(Work instruction): Transcribe the following entries word for word; no picture is to appear in the copy.

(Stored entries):
○ ○ ○ ○
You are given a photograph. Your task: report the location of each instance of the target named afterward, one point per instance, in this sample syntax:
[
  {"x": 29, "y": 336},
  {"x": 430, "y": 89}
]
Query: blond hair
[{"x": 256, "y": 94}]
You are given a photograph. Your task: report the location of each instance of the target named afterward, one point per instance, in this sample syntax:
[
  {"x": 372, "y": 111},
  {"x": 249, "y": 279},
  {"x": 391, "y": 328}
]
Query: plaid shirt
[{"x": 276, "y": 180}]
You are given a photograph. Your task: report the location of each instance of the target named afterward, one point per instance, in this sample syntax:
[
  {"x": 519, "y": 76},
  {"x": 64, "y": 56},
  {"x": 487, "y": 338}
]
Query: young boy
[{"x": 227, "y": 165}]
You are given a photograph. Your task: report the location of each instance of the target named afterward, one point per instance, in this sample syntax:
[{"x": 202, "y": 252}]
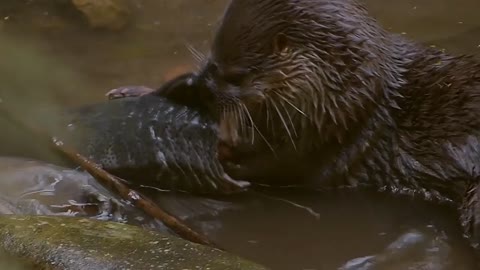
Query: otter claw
[{"x": 128, "y": 91}]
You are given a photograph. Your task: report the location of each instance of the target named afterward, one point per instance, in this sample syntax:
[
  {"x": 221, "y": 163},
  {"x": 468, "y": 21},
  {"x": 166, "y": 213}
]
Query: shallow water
[{"x": 266, "y": 230}]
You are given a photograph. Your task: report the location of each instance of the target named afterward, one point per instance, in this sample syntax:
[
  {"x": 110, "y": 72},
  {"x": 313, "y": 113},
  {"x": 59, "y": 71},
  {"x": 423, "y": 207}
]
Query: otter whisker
[
  {"x": 289, "y": 118},
  {"x": 197, "y": 55},
  {"x": 284, "y": 124},
  {"x": 293, "y": 106},
  {"x": 245, "y": 109},
  {"x": 258, "y": 130},
  {"x": 240, "y": 119}
]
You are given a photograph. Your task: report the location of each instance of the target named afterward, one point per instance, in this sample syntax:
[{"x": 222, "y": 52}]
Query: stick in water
[{"x": 114, "y": 184}]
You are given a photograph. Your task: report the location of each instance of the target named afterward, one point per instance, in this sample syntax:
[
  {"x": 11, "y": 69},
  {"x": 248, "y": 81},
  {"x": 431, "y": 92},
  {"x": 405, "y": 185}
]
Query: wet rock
[
  {"x": 76, "y": 243},
  {"x": 413, "y": 250},
  {"x": 30, "y": 187},
  {"x": 108, "y": 14}
]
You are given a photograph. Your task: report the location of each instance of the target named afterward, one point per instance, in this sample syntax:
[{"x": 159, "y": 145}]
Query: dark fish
[{"x": 150, "y": 140}]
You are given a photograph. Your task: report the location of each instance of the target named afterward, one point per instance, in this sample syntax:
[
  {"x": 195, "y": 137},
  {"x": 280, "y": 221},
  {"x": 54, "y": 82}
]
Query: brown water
[{"x": 266, "y": 230}]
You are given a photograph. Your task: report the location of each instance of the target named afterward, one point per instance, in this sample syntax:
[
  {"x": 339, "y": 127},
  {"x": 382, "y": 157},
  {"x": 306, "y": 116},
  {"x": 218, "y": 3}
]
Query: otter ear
[{"x": 280, "y": 43}]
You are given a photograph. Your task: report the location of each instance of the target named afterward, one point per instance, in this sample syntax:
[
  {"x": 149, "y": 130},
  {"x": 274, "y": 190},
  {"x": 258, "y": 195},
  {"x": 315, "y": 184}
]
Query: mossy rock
[{"x": 76, "y": 243}]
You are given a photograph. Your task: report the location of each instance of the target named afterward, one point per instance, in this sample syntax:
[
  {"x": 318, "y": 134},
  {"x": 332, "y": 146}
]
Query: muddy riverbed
[{"x": 283, "y": 230}]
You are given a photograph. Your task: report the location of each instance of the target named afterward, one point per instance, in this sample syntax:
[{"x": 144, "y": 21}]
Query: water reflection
[{"x": 268, "y": 230}]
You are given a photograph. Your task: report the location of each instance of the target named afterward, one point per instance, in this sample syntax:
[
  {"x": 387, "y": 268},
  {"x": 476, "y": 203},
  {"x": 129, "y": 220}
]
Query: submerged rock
[
  {"x": 413, "y": 250},
  {"x": 77, "y": 243}
]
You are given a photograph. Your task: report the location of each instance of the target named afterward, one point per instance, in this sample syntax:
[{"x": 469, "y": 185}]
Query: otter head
[{"x": 295, "y": 72}]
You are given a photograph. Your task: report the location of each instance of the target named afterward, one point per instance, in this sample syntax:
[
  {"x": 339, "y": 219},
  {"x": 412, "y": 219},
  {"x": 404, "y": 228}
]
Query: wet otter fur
[{"x": 324, "y": 96}]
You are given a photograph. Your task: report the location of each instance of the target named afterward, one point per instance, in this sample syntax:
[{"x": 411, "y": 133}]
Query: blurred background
[
  {"x": 63, "y": 53},
  {"x": 109, "y": 43}
]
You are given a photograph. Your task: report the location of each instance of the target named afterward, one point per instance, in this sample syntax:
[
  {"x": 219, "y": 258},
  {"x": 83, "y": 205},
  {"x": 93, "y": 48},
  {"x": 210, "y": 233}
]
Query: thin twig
[{"x": 114, "y": 184}]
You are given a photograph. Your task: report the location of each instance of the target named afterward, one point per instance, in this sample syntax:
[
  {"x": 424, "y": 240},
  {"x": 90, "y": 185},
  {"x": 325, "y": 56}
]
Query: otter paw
[
  {"x": 128, "y": 91},
  {"x": 470, "y": 215}
]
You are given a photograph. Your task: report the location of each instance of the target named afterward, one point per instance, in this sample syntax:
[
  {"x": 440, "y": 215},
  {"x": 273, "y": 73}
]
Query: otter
[{"x": 317, "y": 93}]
○ ○ ○ ○
(Your solution):
You are given a photograph. Your task: report the location of each instance of the target named afterward, one point per instance, in this sample syntax:
[
  {"x": 29, "y": 336},
  {"x": 430, "y": 89}
]
Query: blond hair
[{"x": 256, "y": 94}]
You are given a photograph. Your task: report the location of each instance of the target named afterward, one point per instance, in this sample syntax:
[
  {"x": 372, "y": 111},
  {"x": 249, "y": 279},
  {"x": 391, "y": 328}
]
Query: plaid shirt
[{"x": 276, "y": 180}]
You are given a photograph. Your task: report the location of each instance of the target named afterward, one point per instance, in this sample syntax:
[
  {"x": 519, "y": 76},
  {"x": 64, "y": 56},
  {"x": 487, "y": 338}
]
Query: young boy
[{"x": 227, "y": 165}]
You are given a photograph. Your task: report the location of each instance of the target named afterward, one point per instance, in this sample syntax:
[{"x": 202, "y": 252}]
Query: otter claw
[{"x": 128, "y": 91}]
You are given a photograph. Your task: report the location of each instance of the target named afterward, one point per instance, in this sample syntax:
[
  {"x": 221, "y": 163},
  {"x": 468, "y": 21},
  {"x": 166, "y": 213}
]
Query: shallow water
[{"x": 266, "y": 230}]
You are given a photograph. Your task: report the location of each instance of the target named afterward, one point per instance, in this sample syntax:
[
  {"x": 110, "y": 72},
  {"x": 313, "y": 113},
  {"x": 59, "y": 71},
  {"x": 423, "y": 207}
]
Query: otter whisker
[
  {"x": 289, "y": 118},
  {"x": 197, "y": 55},
  {"x": 284, "y": 124},
  {"x": 293, "y": 106},
  {"x": 245, "y": 109},
  {"x": 258, "y": 130},
  {"x": 240, "y": 119}
]
You are given a photograph. Your task: report the location of each instance of the target named afterward, one point per instance, in this sample syntax:
[{"x": 222, "y": 52}]
Query: stick in water
[{"x": 114, "y": 184}]
You are given a photograph. Your task: report the location of each instance of the target named afterward, one point per instance, in this sample syntax:
[
  {"x": 11, "y": 69},
  {"x": 248, "y": 81},
  {"x": 431, "y": 92},
  {"x": 405, "y": 185}
]
Query: wet rock
[
  {"x": 76, "y": 243},
  {"x": 413, "y": 250},
  {"x": 30, "y": 187},
  {"x": 108, "y": 14}
]
You are given a photograph. Your task: report the location of each instance of the target named afterward, one point per instance, in this sample syntax:
[{"x": 159, "y": 145}]
Query: dark fish
[{"x": 150, "y": 140}]
You are given a photograph. Your task: report the location of each instance of the target named afterward, one point per instance, in this sample syntax:
[
  {"x": 195, "y": 137},
  {"x": 280, "y": 221},
  {"x": 54, "y": 82}
]
Query: brown water
[{"x": 266, "y": 230}]
You are given a photograph. Your task: report the location of each instance of the target named afterward, one point per instance, in this sample syntax:
[
  {"x": 339, "y": 127},
  {"x": 382, "y": 157},
  {"x": 306, "y": 116},
  {"x": 218, "y": 3}
]
Query: otter ear
[{"x": 280, "y": 43}]
You are given a photograph. Your task: report the location of each instance of the target named afterward, one point per instance, in this sample syntax:
[
  {"x": 149, "y": 130},
  {"x": 274, "y": 190},
  {"x": 258, "y": 195},
  {"x": 315, "y": 184}
]
Query: mossy rock
[{"x": 76, "y": 243}]
You are given a photograph. Your task: report the location of each instance of the target named afterward, one point per instance, in this sample syntax:
[
  {"x": 318, "y": 134},
  {"x": 332, "y": 146}
]
Query: muddy riverbed
[{"x": 283, "y": 230}]
You are given a photograph. Your task: report the location of each instance of the target named afterward, one point per instance, in this sample syntax:
[{"x": 144, "y": 21}]
Query: water reflection
[{"x": 268, "y": 230}]
You are given a photograph. Your task: report the location of each instance of the target named afterward, one point per instance, in this sample syntax:
[
  {"x": 387, "y": 268},
  {"x": 476, "y": 203},
  {"x": 129, "y": 220}
]
Query: submerged rock
[
  {"x": 413, "y": 250},
  {"x": 77, "y": 243}
]
You are given a photograph. Your task: report the location of each instance of the target named afterward, one point per instance, in this sample syntax:
[{"x": 469, "y": 185}]
Query: otter head
[{"x": 295, "y": 72}]
You are given a photograph. Your task: report the location of each instance of the target named afterward, one point per instance, in this sample syntax:
[
  {"x": 339, "y": 219},
  {"x": 412, "y": 219},
  {"x": 404, "y": 228}
]
Query: wet otter fur
[{"x": 324, "y": 96}]
You are given a photograph. Your task: report the location of each instance of the target named afterward, one point per instance, in this sample syntax:
[{"x": 411, "y": 133}]
Query: blurred background
[
  {"x": 63, "y": 53},
  {"x": 109, "y": 43}
]
You are given a photograph. Your task: report the location of each instance of the target named afterward, one point per instance, in this sample syntax:
[
  {"x": 219, "y": 258},
  {"x": 83, "y": 205},
  {"x": 93, "y": 48},
  {"x": 210, "y": 233}
]
Query: thin twig
[{"x": 114, "y": 184}]
You are given a photograph. Your task: report the location of each instance of the target named afterward, one point per instance, in this sample syntax:
[
  {"x": 424, "y": 240},
  {"x": 90, "y": 185},
  {"x": 325, "y": 56}
]
Query: otter paw
[
  {"x": 128, "y": 91},
  {"x": 470, "y": 215}
]
You are given a photograph. Your task: report the location of each instance of the target named afterward, one point per instance, in this sample syntax:
[
  {"x": 440, "y": 215},
  {"x": 273, "y": 73}
]
Query: otter
[{"x": 317, "y": 93}]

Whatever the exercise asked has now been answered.